- _Direction_:
Only the lines from the one containing "In the photo above, where can the pink" through the end of the material are to be echoed, each exactly as it appears.

- _Point annotation records_:

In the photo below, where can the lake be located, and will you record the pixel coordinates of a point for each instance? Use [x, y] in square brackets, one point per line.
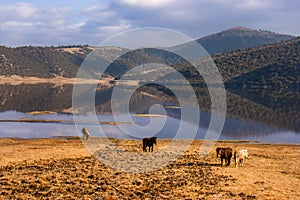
[66, 127]
[246, 119]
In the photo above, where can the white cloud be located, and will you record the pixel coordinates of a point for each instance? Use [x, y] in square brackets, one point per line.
[147, 3]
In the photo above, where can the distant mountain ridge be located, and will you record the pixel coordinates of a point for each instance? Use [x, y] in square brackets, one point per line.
[239, 38]
[47, 62]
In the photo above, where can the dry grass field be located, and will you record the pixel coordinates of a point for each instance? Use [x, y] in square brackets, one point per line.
[62, 168]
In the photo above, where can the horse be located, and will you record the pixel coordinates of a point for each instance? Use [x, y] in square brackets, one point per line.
[148, 142]
[239, 157]
[86, 134]
[225, 154]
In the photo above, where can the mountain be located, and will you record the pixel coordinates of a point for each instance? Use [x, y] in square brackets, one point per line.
[239, 38]
[47, 62]
[44, 62]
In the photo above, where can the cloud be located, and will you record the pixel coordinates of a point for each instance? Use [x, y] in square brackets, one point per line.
[90, 22]
[148, 3]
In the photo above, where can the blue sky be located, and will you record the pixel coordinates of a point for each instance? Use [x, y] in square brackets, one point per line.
[57, 22]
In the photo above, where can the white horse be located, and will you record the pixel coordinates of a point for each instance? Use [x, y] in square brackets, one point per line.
[86, 134]
[239, 157]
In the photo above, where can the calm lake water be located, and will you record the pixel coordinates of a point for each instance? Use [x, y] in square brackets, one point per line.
[242, 130]
[262, 115]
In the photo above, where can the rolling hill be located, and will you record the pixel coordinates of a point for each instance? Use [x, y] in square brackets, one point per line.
[239, 38]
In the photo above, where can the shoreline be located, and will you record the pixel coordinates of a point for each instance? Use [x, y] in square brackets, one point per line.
[231, 141]
[57, 80]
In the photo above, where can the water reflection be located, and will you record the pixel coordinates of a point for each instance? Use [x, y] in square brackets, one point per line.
[241, 131]
[261, 116]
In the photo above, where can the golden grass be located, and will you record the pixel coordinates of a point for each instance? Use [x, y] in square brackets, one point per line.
[64, 169]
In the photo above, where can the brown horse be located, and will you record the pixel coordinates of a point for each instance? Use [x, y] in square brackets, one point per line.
[148, 142]
[225, 154]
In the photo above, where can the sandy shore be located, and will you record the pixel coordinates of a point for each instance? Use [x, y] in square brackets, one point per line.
[65, 169]
[17, 80]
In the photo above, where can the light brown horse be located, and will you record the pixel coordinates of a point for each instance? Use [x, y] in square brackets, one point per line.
[225, 154]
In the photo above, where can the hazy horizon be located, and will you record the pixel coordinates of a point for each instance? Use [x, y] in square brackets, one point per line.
[55, 23]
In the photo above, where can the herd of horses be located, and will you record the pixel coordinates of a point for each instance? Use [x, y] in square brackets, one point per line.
[225, 154]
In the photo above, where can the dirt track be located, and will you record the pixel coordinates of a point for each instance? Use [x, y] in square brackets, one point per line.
[64, 169]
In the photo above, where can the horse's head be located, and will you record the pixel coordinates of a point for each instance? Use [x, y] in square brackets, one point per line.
[154, 140]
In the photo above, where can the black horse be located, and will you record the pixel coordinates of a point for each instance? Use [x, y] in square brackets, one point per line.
[225, 154]
[148, 142]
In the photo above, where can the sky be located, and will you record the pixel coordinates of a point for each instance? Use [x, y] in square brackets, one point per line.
[57, 22]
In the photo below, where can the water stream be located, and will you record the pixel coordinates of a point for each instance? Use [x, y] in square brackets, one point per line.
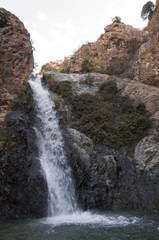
[65, 220]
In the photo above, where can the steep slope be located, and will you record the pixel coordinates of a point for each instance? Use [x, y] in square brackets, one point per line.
[22, 186]
[145, 65]
[16, 60]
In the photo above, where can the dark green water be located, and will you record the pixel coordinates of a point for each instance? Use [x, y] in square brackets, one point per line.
[79, 226]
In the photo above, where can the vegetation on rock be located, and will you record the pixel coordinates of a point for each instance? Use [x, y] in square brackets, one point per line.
[106, 117]
[147, 10]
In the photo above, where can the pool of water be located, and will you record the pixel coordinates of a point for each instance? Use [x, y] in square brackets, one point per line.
[86, 225]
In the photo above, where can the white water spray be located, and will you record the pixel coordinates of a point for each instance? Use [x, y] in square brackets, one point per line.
[62, 207]
[51, 154]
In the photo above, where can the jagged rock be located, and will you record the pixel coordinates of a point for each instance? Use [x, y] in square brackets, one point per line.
[140, 92]
[16, 54]
[145, 64]
[111, 53]
[23, 189]
[147, 165]
[16, 59]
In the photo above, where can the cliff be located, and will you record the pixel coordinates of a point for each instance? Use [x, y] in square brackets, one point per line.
[20, 171]
[110, 54]
[16, 61]
[145, 64]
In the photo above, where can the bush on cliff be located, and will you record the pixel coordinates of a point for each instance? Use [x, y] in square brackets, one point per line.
[88, 66]
[147, 10]
[106, 117]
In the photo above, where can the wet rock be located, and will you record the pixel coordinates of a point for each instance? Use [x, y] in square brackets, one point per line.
[23, 189]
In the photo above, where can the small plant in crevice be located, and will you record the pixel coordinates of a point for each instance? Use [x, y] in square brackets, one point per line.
[89, 79]
[88, 65]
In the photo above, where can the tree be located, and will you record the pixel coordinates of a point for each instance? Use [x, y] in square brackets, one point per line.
[116, 19]
[147, 10]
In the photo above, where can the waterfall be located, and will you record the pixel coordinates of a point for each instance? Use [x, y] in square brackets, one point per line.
[56, 170]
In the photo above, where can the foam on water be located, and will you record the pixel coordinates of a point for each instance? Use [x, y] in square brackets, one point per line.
[88, 218]
[51, 154]
[63, 208]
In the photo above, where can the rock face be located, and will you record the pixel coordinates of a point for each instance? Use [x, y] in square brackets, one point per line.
[16, 56]
[23, 189]
[107, 178]
[145, 64]
[112, 51]
[16, 60]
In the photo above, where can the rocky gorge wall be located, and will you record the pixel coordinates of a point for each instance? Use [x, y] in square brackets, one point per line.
[16, 61]
[20, 171]
[106, 177]
[109, 176]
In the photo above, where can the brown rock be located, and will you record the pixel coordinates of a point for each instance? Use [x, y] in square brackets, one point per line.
[16, 59]
[145, 66]
[16, 55]
[112, 52]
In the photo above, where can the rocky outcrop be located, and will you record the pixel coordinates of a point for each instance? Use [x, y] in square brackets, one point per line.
[16, 60]
[16, 55]
[112, 51]
[110, 54]
[23, 189]
[112, 177]
[108, 178]
[145, 64]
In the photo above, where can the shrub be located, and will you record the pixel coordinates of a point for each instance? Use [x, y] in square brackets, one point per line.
[106, 117]
[147, 10]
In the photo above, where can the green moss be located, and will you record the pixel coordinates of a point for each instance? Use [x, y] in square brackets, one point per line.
[2, 52]
[3, 135]
[88, 66]
[89, 79]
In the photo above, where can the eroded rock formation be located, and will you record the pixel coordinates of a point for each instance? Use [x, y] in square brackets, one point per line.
[16, 60]
[145, 64]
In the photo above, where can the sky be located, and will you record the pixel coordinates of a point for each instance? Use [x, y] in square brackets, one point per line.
[59, 27]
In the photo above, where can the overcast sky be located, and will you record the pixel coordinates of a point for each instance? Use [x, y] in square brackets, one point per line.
[58, 27]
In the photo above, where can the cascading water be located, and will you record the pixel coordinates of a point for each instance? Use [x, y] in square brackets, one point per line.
[52, 157]
[62, 206]
[64, 220]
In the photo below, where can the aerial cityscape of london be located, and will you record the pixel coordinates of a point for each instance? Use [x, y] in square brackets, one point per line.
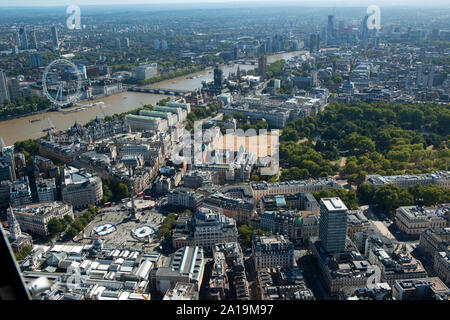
[225, 151]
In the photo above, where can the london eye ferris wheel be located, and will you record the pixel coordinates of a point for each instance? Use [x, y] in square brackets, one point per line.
[61, 82]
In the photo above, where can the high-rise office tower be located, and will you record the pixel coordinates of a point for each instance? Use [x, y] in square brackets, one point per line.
[262, 65]
[55, 37]
[33, 40]
[364, 31]
[269, 44]
[14, 89]
[333, 224]
[23, 38]
[330, 30]
[156, 44]
[4, 92]
[218, 77]
[36, 60]
[314, 43]
[17, 39]
[164, 45]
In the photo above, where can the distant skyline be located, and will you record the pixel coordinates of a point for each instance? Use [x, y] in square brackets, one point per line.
[319, 3]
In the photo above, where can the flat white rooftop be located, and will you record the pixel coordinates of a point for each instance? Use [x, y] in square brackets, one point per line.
[334, 204]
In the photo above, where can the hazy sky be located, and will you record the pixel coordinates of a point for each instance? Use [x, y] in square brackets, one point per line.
[337, 3]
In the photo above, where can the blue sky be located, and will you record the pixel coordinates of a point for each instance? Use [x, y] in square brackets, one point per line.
[338, 3]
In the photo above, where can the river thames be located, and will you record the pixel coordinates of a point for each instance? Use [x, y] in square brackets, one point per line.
[22, 128]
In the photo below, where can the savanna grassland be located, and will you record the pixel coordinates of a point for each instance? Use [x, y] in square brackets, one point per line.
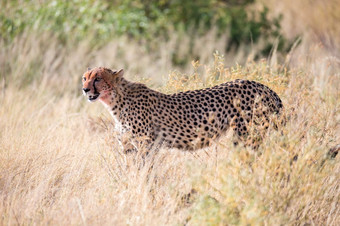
[60, 162]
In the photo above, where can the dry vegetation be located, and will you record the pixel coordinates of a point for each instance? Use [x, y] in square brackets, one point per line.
[60, 162]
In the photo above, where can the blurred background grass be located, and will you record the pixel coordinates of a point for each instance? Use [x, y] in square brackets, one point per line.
[59, 158]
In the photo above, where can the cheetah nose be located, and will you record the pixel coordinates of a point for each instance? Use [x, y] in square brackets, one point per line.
[86, 90]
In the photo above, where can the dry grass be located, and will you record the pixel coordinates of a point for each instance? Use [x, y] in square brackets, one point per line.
[60, 162]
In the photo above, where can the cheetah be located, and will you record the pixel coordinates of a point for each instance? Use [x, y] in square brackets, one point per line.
[187, 120]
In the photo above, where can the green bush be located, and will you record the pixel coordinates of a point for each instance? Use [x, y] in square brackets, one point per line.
[103, 20]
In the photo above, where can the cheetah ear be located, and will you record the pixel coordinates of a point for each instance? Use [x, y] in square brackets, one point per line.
[119, 73]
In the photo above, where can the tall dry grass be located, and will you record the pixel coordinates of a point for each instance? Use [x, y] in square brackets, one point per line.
[60, 162]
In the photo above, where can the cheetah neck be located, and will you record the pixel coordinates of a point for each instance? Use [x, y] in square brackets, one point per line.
[114, 99]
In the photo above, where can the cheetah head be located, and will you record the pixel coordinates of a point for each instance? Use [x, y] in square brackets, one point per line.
[99, 82]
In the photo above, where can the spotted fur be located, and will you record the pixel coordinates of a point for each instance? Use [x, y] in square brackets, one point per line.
[186, 120]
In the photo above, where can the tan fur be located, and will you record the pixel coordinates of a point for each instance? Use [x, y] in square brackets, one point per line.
[188, 120]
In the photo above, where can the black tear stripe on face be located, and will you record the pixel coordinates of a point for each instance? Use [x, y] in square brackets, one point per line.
[94, 86]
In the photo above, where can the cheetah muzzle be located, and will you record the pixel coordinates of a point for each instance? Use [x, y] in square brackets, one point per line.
[186, 120]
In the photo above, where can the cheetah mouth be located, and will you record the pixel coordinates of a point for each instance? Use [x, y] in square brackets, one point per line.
[93, 98]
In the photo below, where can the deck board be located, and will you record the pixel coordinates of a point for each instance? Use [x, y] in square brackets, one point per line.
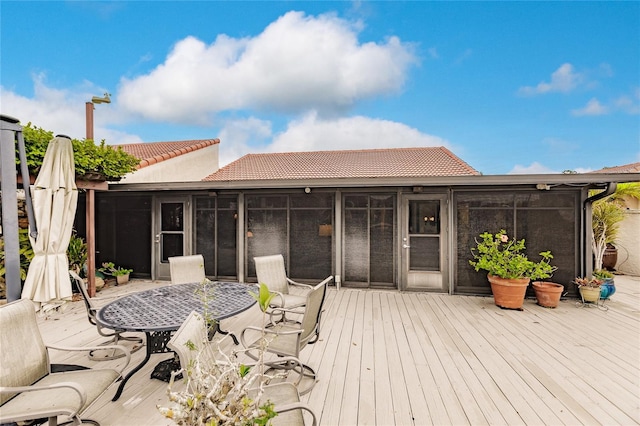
[401, 358]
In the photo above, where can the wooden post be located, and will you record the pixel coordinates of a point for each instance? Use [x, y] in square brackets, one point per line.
[90, 215]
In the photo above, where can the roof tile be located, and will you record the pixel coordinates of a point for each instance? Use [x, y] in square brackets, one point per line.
[397, 162]
[155, 152]
[627, 168]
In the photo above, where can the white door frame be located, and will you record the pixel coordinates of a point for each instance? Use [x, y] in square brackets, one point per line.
[424, 279]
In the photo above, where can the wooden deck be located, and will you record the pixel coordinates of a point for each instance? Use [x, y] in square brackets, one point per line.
[393, 358]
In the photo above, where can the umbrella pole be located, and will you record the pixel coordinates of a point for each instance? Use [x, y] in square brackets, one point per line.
[9, 186]
[33, 228]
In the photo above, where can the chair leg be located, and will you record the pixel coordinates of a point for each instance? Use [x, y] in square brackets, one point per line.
[303, 372]
[109, 354]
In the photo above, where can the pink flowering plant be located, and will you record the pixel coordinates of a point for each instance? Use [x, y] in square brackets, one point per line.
[504, 258]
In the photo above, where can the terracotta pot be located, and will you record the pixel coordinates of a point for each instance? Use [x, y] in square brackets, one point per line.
[590, 294]
[607, 288]
[508, 293]
[548, 294]
[122, 279]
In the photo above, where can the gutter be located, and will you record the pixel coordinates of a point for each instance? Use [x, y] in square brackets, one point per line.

- _Reply_:
In the photo above, where can the pink flowering plant be located, and will you record the pixel coordinates of a point for each instance? Use [x, y] in square brackets, one point per line.
[504, 258]
In the photo above, where can the terracotta pot be located, and will you record the pixel coordinates of a point for each instance? Use [x, y] in square brackets, one point per line.
[590, 294]
[607, 288]
[508, 293]
[548, 294]
[122, 279]
In the photo above, where can the gutter be located, and will you record the pixel coordinates of a point for each instance? Use [x, y] in square brackets, one point per line.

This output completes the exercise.